Problem details - Return each line of the material below that contains the string "distant", matching case exactly.

Given data -

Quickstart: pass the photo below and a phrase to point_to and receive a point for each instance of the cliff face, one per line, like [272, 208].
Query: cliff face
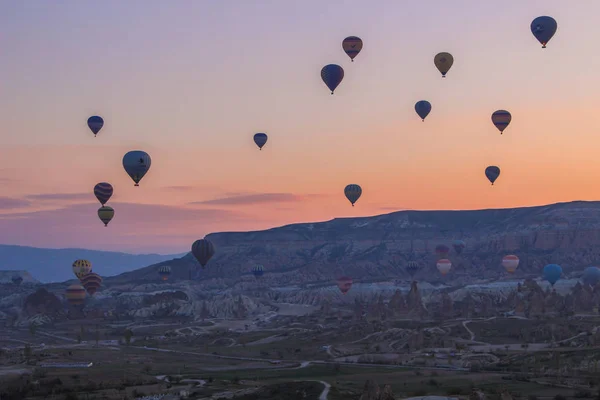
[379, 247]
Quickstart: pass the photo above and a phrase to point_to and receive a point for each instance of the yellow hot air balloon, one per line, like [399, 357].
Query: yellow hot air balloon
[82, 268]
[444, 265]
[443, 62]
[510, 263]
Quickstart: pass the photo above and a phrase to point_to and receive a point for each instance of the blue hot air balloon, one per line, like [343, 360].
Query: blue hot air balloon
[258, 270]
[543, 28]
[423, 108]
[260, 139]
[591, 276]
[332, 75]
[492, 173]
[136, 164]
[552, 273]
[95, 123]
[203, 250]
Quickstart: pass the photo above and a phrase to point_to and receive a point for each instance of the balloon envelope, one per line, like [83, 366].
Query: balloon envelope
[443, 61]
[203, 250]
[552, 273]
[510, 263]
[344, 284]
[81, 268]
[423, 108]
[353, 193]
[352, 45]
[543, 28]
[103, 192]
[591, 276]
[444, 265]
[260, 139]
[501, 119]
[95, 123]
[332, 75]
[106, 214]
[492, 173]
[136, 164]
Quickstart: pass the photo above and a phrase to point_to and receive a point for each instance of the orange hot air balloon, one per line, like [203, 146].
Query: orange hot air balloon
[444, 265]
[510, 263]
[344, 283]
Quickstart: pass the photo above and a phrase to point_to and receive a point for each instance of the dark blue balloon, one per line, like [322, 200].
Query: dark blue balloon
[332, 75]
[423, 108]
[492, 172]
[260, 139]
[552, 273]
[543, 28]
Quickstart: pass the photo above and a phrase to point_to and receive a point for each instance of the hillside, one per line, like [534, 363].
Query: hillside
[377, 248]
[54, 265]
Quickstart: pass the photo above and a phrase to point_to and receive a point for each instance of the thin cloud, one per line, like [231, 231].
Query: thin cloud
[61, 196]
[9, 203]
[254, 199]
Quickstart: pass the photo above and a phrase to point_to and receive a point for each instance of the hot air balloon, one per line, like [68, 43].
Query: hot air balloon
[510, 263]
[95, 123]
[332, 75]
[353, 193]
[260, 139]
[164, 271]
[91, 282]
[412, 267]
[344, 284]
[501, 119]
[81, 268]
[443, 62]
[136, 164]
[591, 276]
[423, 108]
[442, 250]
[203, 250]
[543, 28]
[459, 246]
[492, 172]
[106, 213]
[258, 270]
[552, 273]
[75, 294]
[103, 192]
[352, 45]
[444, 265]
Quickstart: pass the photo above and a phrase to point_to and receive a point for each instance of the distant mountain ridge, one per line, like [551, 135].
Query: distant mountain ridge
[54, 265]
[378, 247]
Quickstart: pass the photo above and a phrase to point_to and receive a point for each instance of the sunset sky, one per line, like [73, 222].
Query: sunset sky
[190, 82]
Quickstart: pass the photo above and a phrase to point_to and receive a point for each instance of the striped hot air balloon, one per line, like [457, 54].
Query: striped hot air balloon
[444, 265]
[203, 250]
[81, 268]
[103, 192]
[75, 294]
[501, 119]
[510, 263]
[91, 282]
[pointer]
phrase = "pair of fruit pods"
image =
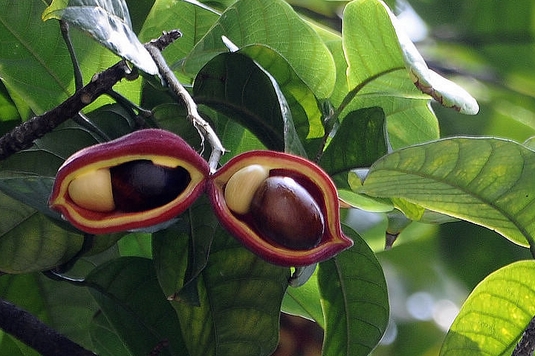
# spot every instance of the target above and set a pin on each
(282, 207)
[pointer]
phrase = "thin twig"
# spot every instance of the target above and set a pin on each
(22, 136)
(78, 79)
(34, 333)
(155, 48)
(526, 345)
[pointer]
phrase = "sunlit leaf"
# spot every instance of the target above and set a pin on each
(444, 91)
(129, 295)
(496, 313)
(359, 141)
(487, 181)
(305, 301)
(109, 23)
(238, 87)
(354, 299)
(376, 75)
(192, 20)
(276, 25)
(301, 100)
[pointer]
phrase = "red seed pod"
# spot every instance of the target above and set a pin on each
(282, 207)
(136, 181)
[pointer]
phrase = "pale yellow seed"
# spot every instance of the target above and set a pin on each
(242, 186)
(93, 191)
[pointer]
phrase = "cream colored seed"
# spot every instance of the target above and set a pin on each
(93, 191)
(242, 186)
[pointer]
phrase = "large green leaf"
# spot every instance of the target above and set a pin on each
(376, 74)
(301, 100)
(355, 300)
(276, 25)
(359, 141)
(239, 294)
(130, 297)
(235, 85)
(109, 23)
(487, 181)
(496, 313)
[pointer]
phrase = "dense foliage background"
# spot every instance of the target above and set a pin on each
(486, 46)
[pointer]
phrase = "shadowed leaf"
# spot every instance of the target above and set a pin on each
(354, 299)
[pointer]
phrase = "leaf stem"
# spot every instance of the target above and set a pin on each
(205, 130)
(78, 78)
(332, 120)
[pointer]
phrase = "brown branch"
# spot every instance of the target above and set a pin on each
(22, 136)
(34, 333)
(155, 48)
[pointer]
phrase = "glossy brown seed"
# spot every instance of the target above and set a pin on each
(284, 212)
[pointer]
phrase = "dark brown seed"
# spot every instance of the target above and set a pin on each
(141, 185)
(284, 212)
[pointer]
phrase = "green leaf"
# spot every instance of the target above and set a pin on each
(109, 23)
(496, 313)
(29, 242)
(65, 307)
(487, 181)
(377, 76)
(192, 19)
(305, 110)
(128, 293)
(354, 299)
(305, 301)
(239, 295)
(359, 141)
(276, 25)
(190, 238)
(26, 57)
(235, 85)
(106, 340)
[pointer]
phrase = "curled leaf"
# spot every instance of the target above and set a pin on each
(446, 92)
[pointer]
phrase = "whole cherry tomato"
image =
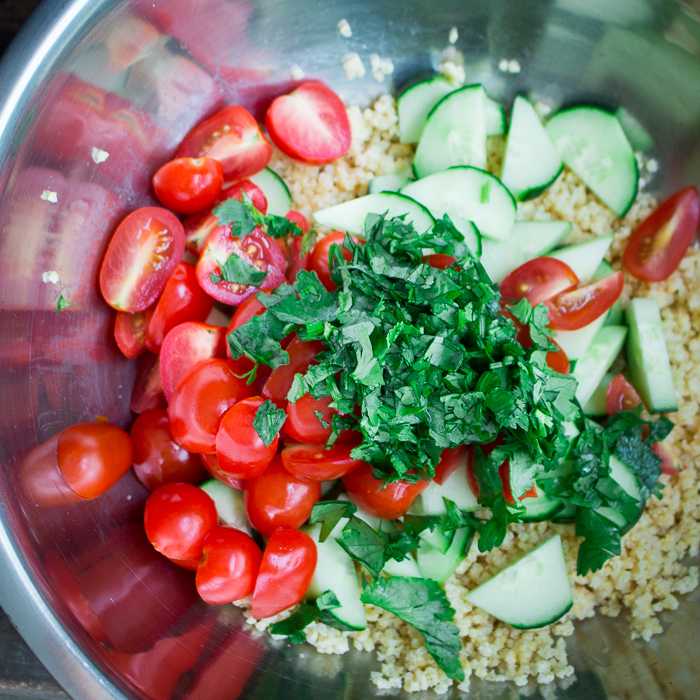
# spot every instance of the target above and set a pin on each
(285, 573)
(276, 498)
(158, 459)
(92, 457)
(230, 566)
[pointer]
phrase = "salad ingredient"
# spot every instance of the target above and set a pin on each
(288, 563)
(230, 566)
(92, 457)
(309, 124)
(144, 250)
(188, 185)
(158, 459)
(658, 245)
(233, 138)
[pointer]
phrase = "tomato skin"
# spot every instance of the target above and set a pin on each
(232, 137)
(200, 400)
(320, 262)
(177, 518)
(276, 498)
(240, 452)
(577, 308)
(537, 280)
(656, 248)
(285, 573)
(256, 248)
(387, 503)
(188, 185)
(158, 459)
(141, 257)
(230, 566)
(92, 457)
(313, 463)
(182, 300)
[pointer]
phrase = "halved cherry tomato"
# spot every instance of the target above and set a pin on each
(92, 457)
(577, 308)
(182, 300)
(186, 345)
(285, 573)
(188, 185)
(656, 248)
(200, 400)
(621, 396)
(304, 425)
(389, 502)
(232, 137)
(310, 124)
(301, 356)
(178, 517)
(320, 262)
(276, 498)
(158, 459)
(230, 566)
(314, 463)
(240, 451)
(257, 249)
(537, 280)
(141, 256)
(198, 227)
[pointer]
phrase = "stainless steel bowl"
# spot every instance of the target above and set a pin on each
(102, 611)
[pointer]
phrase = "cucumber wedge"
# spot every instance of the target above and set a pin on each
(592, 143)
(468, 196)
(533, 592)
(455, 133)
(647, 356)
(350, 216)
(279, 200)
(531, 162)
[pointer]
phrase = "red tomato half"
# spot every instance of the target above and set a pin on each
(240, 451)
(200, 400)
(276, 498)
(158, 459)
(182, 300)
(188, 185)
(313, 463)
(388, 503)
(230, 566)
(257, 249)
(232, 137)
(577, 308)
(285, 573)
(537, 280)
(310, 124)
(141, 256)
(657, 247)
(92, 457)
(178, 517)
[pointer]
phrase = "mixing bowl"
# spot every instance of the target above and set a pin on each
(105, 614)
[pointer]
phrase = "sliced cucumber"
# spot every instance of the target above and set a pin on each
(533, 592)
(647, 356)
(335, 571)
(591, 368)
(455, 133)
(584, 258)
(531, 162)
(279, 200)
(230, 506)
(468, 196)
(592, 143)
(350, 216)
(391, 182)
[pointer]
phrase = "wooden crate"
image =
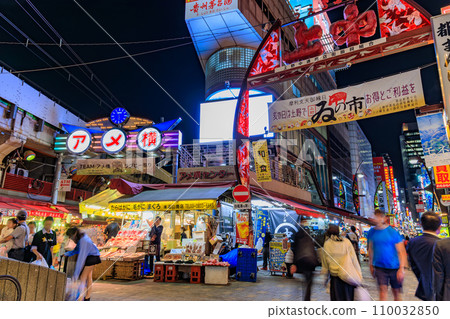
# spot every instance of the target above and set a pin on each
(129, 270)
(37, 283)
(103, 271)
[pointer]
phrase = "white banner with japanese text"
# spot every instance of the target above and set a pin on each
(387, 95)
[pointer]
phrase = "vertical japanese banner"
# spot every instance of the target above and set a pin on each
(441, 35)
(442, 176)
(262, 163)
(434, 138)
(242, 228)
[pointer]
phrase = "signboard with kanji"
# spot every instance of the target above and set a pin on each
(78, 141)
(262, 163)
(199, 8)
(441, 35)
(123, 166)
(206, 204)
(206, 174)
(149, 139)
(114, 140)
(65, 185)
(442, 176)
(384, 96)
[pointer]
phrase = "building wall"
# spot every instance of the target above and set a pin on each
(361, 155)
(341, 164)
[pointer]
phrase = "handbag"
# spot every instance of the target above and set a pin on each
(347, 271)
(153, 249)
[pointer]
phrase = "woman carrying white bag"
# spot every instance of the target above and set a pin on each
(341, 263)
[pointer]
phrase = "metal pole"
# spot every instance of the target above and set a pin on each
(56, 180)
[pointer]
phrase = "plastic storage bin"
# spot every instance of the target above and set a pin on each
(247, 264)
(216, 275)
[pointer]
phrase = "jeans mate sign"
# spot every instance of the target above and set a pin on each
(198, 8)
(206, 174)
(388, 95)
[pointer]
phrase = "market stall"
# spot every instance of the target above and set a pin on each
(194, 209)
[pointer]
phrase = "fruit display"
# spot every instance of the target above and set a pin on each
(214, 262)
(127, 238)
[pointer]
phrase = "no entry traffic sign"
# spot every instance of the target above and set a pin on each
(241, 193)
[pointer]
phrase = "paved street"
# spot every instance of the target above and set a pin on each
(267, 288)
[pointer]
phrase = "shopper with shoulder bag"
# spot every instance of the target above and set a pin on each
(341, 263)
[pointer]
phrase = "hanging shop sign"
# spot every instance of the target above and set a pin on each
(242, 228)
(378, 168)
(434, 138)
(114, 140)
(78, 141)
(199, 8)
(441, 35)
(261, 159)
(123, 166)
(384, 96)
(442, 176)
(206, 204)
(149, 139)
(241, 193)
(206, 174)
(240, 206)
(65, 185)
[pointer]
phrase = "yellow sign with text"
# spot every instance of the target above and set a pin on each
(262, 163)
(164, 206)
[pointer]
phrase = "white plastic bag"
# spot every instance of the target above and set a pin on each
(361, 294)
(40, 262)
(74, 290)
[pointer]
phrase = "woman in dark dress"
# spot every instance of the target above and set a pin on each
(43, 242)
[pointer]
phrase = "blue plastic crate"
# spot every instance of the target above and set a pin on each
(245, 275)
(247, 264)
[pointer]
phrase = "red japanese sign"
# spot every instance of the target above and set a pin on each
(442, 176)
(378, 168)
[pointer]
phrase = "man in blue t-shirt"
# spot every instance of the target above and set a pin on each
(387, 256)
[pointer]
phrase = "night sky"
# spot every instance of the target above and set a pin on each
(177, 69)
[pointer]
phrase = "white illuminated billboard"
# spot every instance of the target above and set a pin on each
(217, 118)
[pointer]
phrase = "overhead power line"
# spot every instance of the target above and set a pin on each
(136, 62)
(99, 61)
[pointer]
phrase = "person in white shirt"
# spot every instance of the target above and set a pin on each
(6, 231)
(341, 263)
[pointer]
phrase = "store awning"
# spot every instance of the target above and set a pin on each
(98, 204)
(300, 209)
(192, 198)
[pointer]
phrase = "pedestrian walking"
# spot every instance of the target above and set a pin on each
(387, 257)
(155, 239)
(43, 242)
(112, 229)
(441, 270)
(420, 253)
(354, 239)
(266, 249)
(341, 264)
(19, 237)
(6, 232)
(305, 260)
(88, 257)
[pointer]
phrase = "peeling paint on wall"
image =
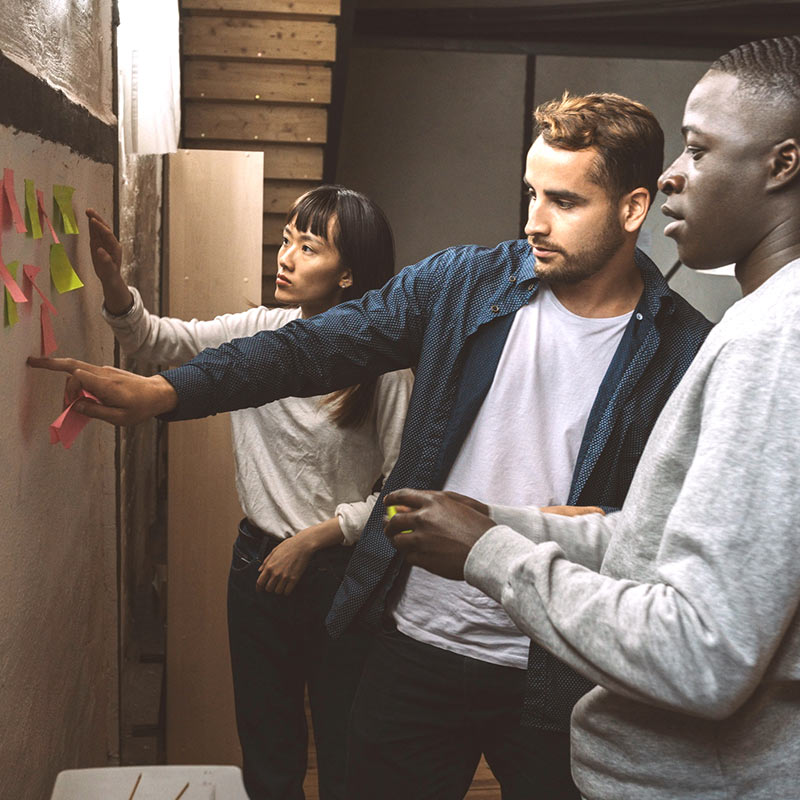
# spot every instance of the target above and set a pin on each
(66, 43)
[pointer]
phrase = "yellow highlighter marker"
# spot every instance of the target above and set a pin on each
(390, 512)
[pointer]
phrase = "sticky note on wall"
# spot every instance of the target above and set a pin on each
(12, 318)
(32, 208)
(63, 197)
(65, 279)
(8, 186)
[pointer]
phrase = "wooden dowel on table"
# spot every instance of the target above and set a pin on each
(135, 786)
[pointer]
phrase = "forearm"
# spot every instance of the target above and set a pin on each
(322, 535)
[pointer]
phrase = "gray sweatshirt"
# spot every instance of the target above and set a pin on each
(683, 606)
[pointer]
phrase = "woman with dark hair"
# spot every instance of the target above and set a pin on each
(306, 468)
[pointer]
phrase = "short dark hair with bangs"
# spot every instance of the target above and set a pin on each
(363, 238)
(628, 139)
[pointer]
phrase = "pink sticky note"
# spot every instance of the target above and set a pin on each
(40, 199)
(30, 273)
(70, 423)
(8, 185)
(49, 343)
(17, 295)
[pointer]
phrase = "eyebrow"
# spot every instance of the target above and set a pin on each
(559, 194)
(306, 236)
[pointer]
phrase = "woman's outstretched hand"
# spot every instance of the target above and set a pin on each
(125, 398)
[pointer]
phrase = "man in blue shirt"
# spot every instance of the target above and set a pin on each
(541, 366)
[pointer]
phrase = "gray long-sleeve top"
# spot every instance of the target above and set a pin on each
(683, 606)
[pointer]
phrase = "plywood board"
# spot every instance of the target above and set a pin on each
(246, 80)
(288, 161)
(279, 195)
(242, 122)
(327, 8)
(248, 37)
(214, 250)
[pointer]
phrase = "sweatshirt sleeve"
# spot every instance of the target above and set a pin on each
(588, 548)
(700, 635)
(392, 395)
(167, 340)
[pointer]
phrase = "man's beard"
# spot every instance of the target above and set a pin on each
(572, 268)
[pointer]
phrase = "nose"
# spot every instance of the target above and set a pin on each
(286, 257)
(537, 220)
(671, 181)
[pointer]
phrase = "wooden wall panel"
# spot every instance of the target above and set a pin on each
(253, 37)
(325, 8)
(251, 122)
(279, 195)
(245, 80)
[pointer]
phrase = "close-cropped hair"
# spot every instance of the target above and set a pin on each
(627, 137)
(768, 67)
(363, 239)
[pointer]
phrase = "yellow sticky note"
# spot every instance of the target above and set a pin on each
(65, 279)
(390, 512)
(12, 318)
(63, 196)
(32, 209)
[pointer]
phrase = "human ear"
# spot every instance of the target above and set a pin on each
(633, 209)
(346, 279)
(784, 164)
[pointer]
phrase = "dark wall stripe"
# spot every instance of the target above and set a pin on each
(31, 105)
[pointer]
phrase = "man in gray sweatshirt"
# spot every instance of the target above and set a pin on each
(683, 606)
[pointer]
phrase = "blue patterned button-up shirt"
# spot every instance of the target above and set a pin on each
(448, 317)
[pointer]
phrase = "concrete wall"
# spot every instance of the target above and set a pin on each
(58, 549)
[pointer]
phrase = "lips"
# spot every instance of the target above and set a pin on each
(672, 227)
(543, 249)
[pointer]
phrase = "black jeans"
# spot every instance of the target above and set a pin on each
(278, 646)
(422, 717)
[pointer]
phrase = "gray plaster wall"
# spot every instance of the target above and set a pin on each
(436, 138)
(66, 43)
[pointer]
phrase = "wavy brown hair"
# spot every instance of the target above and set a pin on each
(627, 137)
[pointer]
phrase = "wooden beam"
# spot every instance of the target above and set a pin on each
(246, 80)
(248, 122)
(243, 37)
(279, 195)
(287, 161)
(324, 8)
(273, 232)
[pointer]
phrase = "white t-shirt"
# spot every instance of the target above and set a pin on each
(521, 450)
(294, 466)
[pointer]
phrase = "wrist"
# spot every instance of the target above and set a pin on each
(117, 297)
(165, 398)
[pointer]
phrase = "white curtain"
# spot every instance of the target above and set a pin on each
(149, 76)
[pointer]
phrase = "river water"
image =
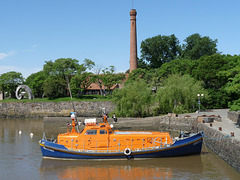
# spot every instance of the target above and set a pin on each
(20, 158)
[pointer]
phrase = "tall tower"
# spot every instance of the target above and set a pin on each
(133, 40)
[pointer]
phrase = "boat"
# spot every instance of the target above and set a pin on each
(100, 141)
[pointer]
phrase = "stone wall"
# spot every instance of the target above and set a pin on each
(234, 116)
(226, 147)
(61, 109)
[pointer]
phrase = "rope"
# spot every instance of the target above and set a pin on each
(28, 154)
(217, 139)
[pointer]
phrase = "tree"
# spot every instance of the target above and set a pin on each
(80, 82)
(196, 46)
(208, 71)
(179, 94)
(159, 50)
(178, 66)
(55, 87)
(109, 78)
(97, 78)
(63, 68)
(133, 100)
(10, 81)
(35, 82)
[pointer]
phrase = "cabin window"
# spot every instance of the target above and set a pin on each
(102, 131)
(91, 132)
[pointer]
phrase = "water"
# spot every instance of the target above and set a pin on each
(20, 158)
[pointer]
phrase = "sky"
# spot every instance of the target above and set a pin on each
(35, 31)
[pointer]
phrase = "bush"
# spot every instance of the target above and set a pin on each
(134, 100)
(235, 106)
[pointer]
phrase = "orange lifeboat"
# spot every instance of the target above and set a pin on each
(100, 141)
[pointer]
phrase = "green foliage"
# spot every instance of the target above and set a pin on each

Response to this task -
Quickstart: pass the photo above and a phrase to point_to and receive a point for each instance of the distant mountain ridge, one per line, like [551, 135].
Query: distant mountain ridge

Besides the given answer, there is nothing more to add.